━━━ OEFENTEKST

Alle voedingsmiddelen bevatten umami stimulerende componenten, maar sommige voedingsmiddelen hebben er van nature een hoog gehalte aan. Producten als gistextract, HVP (hydrolysed vegetable protein) en MSG (mono sodium glutamate) worden vanwege hun hoge gehalten aan glutamaat veel ingezet als smaakversterker. Wanneer procesmatig ook aanpassingen nodig zijn, worden deze smaakversterkers vaak gecombineerd met bijvoorbeeld enzymen of minerale zouten.

Natuurlijke bronnen van glutamaat
Gistextract is een natuurlijke bron van glutamaat en bevat daarnaast nog andere smaakstoffen. De verhouding van deze smaakstoffen beïnvloedt de smaak en verschilt per gistextract. Gistextracten worden, net als andere smaakversterkers, in relatief geringe concentraties (0,25 tot 2 procent) gebruikt. Ook worden ze ingezet om de bittere bijsmaak van minerale zouten zoals kaliumchloride te maskeren.
Zeewier, paddenstoelen en tomaten zijn ook natuurlijke bronnen van glutamaat en kunnen als zoutvervanger in verschillende voedingsmiddelen worden ingezet. Vooralsnog is gistextract de meest toegepaste variant in broodproducten.

Naast het versterken van de zoute smaak kan de nadruk worden gelegd op het versterken van andere smaken in een voedingsmiddel. Dit kan door het gebruiken van kruiden en specerijen of bijvoorbeeld noten, vruchten, ui en knoflook. Ook kan door middel van (een aangepaste) fermentatie van brood, de zoute smaak deels vervangen worden voor een rijkere en, in meer of mindere mate, zure smaak.

Er is nog een optie natriumchloride te reduceren: door de vorm, grootte, verdeling of structuur van het zout in het voedingsmiddel aan te passen. Deze zogeheten ‘voedselmatrix’ heeft namelijk invloed op hoe de zoute smaak wordt ervaren. Zo wordt een heel klein deeltje natriumchloride in de mond snel opgelost en daardoor sneller waargenomen door de smaakpapillen. Er zijn speciale zoutproducten ontwikkeld, zoals minuscule zoutkorrels en holle zoutkorrels. Deze oplossingen zijn vooral geschikt voor producten waarbij het zout op de buitenkant wordt aangebracht, zoals chips en zoutjes. Voor meer ‘vloeibare’ producten zoals brooddeeg zijn ze minder geschikt.

━━━━━━

▸ **JOUW OPDRACHTEN**:
• A. Beantwoord de volgende vragen aan de hand van de tekst over zoutreductie.
(i) In welke concentraties worden gistextracten gebruikt?
(ii) Welke variant wordt vooralsnog het meest toegepast in broodproducten?
(iii) Voor welk soort producten zijn minuscule en holle zoutkorrels minder geschikt?
• B. Haal uit de tekst over zoutreductie letterlijk het stuk tussen "Er is nog een" en "ze minder geschikt.", beide inbegrepen.
• C. Noem alle natuurlijke bronnen van glutamaat die in de tekst over zoutreductie worden genoemd.

━━━ DATASET

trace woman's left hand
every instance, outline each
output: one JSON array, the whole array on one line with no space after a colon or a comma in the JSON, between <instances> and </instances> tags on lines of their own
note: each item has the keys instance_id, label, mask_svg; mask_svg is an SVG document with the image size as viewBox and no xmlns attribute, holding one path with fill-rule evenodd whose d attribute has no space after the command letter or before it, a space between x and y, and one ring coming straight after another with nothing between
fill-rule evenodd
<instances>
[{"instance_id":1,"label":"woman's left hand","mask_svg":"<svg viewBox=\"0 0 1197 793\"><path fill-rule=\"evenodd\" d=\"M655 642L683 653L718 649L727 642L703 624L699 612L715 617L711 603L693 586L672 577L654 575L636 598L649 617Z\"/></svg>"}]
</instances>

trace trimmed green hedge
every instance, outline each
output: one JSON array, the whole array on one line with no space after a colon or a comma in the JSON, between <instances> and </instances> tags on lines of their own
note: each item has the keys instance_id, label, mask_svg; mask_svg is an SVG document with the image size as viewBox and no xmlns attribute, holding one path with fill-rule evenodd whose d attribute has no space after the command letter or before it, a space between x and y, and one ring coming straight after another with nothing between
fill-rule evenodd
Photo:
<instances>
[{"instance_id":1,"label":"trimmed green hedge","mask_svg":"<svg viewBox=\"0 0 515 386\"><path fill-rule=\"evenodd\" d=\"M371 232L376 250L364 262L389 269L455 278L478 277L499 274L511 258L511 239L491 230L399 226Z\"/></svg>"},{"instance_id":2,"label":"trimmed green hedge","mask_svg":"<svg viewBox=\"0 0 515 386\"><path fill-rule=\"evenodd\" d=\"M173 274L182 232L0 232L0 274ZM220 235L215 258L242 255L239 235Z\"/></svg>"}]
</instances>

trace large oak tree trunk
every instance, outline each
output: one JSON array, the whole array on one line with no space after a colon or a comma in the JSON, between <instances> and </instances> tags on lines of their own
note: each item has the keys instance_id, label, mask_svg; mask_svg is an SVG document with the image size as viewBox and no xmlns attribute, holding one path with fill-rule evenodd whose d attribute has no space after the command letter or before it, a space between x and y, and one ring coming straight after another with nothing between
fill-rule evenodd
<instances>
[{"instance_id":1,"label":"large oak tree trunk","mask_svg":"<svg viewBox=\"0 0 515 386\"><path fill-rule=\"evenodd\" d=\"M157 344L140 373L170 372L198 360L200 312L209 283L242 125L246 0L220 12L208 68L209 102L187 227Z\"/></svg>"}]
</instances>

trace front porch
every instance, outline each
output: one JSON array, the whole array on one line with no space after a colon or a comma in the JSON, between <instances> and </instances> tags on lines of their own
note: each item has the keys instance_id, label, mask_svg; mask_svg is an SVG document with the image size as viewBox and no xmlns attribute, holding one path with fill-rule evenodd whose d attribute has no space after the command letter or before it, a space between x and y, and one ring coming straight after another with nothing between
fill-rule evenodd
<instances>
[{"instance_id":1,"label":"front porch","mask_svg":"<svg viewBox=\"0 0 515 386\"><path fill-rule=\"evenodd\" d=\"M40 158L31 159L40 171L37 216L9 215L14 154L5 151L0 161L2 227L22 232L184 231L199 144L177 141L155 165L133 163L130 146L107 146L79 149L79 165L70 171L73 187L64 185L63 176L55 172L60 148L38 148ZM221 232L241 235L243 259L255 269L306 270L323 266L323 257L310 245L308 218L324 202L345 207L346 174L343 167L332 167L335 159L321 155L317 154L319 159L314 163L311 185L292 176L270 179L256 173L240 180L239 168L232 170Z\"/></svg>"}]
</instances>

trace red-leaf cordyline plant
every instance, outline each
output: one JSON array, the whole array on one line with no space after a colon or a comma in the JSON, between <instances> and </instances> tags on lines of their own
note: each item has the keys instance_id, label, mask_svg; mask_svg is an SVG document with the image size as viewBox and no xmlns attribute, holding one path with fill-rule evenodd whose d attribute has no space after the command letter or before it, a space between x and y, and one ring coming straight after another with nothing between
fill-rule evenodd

━━━━━━

▸ **ANTWOORDEN**:
• A.
(i) In relatief geringe concentraties, van 0,25 tot 2 procent.
(ii) Gistextract.
(iii) Voor meer 'vloeibare' producten, zoals brooddeeg.

• B.
Er is nog een optie natriumchloride te reduceren: door de vorm, grootte, verdeling of structuur van het zout in het voedingsmiddel aan te passen. Deze zogeheten ‘voedselmatrix’ heeft namelijk invloed op hoe de zoute smaak wordt ervaren. Zo wordt een heel klein deeltje natriumchloride in de mond snel opgelost en daardoor sneller waargenomen door de smaakpapillen. Er zijn speciale zoutproducten ontwikkeld, zoals minuscule zoutkorrels en holle zoutkorrels. Deze oplossingen zijn vooral geschikt voor producten waarbij het zout op de buitenkant wordt aangebracht, zoals chips en zoutjes. Voor meer ‘vloeibare’ producten zoals brooddeeg zijn ze minder geschikt.

• C. Gistextract, zeewier, paddenstoelen, tomaten